The exercise asks for every line of the data to be reproduced exactly.

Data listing
------

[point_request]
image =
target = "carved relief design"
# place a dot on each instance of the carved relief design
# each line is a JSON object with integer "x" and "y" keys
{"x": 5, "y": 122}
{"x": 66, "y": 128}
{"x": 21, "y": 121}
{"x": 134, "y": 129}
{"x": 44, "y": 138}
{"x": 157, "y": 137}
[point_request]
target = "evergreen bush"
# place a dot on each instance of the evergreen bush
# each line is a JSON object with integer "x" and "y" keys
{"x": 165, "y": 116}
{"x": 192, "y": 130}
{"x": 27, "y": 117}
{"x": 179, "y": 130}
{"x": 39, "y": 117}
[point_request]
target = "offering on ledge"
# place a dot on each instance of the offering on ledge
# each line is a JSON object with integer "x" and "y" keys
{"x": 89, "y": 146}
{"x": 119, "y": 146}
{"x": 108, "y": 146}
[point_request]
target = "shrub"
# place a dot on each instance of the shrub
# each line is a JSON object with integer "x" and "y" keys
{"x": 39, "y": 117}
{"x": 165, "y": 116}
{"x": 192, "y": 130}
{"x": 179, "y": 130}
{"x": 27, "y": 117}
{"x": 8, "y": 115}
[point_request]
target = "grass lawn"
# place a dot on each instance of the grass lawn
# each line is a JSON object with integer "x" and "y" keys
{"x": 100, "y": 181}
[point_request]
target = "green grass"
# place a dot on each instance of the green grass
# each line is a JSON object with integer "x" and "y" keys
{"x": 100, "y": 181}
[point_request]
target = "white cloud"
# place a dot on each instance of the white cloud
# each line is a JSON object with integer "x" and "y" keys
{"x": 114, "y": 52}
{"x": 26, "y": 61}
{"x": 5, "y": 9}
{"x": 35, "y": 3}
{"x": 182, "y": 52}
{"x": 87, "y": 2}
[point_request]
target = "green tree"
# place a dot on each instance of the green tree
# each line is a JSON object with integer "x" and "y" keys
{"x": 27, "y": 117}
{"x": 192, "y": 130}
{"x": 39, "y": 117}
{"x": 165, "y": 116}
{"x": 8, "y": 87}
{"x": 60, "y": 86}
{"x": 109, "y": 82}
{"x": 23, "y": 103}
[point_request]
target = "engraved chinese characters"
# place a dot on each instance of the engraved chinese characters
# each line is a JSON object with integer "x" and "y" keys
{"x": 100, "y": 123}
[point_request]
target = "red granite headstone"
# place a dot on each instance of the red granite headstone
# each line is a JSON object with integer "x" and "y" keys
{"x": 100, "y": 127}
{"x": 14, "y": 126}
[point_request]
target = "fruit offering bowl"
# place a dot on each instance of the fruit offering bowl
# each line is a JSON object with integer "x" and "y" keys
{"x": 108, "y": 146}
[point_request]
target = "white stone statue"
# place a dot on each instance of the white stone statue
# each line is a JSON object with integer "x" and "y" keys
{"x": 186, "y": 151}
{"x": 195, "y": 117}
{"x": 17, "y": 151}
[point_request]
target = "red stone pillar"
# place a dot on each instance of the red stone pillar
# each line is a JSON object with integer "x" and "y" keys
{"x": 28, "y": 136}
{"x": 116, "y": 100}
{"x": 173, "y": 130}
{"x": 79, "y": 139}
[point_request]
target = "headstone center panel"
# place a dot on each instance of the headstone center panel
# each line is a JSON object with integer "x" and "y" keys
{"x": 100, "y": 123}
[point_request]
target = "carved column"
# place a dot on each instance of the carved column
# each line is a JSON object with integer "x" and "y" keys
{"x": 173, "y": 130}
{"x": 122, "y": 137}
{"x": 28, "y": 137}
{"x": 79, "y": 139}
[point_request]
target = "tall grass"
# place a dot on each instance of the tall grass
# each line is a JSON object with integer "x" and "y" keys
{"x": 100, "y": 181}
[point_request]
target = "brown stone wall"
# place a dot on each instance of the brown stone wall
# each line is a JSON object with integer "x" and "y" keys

------

Exercise output »
[point_request]
image =
target = "carved relief design"
# place a dot on each instance of the carved relief design
# each line is a JSON object with integer "x" and "y" keys
{"x": 5, "y": 122}
{"x": 66, "y": 128}
{"x": 21, "y": 121}
{"x": 134, "y": 129}
{"x": 44, "y": 138}
{"x": 157, "y": 137}
[point_request]
target = "evergreen bush"
# place a dot on each instance of the evergreen bush
# each line is a JSON object with integer "x" and "y" keys
{"x": 165, "y": 116}
{"x": 192, "y": 130}
{"x": 27, "y": 117}
{"x": 179, "y": 130}
{"x": 39, "y": 117}
[point_request]
target = "offering on ledge"
# place a dot on each instance of the offering on ledge
# each line is a JSON object with integer "x" and "y" keys
{"x": 89, "y": 146}
{"x": 119, "y": 146}
{"x": 108, "y": 146}
[point_request]
target = "shrub"
# place a dot on each instance of the shrub
# each line is a JSON object with integer "x" and "y" keys
{"x": 39, "y": 117}
{"x": 165, "y": 116}
{"x": 192, "y": 130}
{"x": 179, "y": 130}
{"x": 27, "y": 117}
{"x": 8, "y": 115}
[point_request]
target = "grass lawn"
# place a dot on each instance of the grass lawn
# each line is a JSON object with integer "x" and "y" keys
{"x": 100, "y": 181}
[point_request]
target = "green grass"
# place a dot on each instance of the green grass
# each line is a JSON object with integer "x" and "y" keys
{"x": 100, "y": 181}
[point_request]
target = "white cloud"
# place a dot on each instance of the white cloud
# each line is a JSON object with integer "x" and "y" keys
{"x": 114, "y": 52}
{"x": 26, "y": 61}
{"x": 5, "y": 9}
{"x": 35, "y": 3}
{"x": 182, "y": 52}
{"x": 87, "y": 2}
[point_request]
target = "green tree"
# place a dot on each instance of the green tree
# each line is a JSON object with integer "x" and "y" keys
{"x": 27, "y": 117}
{"x": 192, "y": 130}
{"x": 39, "y": 117}
{"x": 165, "y": 116}
{"x": 8, "y": 87}
{"x": 60, "y": 86}
{"x": 109, "y": 82}
{"x": 23, "y": 103}
[point_request]
target = "engraved chinese characters"
# place a dot on each instance of the engraved chinese characters
# each line is a JSON object with integer "x" and "y" keys
{"x": 100, "y": 123}
[point_request]
target = "red granite headstone"
# place a dot on each instance of the red granite headstone
# each line is a JSON object with integer "x" and "y" keys
{"x": 100, "y": 127}
{"x": 14, "y": 126}
[point_request]
target = "fruit offering bowl"
# place a dot on each instance of the fruit offering bowl
# each line is a JSON object with integer "x" and "y" keys
{"x": 108, "y": 146}
[point_request]
target = "white stone statue"
# place a dot on each instance of the white stone statue
# each line is a JSON object with integer "x" and "y" keys
{"x": 186, "y": 151}
{"x": 195, "y": 117}
{"x": 17, "y": 151}
[point_request]
target = "red stone pillar"
# place a dot on each instance of the red stone pillar
# each line is a JSON object with integer "x" and "y" keys
{"x": 28, "y": 136}
{"x": 116, "y": 100}
{"x": 173, "y": 130}
{"x": 79, "y": 139}
[point_request]
target = "headstone center panel"
# place a dot on each instance of the headstone center panel
# each line is a JSON object with integer "x" and "y" keys
{"x": 100, "y": 123}
[point_request]
target = "carved column"
# place a dot on each instance of the carved column
# each line is a JSON object with integer "x" and "y" keys
{"x": 173, "y": 130}
{"x": 122, "y": 137}
{"x": 28, "y": 137}
{"x": 79, "y": 139}
[point_request]
target = "tall grass"
# place a dot on each instance of the tall grass
# each line is a JSON object with integer "x" and "y" keys
{"x": 100, "y": 181}
[point_request]
target = "brown stone wall"
# place a dot on each instance of the brown stone wall
# each line is a JSON object with integer "x" and "y" keys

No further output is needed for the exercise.